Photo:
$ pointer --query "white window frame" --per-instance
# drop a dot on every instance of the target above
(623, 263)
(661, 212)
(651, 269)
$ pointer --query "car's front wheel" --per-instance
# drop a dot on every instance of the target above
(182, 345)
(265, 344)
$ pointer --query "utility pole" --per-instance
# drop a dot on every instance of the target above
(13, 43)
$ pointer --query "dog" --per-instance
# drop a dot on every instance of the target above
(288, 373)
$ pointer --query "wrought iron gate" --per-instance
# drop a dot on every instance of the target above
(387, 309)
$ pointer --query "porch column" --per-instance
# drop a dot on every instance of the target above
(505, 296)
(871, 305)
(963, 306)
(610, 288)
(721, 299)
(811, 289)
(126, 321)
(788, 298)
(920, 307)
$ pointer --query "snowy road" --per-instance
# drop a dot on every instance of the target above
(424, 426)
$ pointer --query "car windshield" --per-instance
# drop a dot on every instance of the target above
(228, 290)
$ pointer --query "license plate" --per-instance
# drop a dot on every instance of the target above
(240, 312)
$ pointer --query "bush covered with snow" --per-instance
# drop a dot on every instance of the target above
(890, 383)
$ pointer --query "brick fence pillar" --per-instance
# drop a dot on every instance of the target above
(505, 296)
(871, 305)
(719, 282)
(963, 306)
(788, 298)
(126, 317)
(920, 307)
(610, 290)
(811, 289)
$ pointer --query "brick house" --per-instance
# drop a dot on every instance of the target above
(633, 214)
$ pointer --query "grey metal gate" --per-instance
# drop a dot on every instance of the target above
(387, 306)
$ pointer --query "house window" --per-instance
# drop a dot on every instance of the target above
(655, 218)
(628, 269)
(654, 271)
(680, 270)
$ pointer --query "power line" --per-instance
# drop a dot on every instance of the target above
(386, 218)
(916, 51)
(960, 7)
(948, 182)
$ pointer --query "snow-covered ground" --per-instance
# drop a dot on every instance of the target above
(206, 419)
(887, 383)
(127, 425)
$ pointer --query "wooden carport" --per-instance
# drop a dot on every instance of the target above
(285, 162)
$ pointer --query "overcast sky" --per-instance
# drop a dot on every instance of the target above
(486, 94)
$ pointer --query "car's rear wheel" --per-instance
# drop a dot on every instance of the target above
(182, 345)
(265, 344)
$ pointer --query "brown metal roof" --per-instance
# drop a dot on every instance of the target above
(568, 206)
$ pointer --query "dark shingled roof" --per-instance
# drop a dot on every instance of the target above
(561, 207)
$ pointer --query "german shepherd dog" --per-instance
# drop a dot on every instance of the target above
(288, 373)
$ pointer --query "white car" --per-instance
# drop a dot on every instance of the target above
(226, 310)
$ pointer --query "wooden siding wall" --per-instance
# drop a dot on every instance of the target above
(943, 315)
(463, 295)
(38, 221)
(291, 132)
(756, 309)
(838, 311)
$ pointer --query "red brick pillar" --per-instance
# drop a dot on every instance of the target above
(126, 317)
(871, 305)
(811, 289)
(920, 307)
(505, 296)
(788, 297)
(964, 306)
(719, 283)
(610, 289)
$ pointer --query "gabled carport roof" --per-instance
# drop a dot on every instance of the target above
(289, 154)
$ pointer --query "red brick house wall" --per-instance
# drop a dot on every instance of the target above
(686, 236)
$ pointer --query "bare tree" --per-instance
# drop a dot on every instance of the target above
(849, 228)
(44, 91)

****

INSTRUCTIONS TO FOLLOW: After reading the material above, tally the lines that include the string "wheel" and give only the number.

RESPONSE TO THIS TASK: 2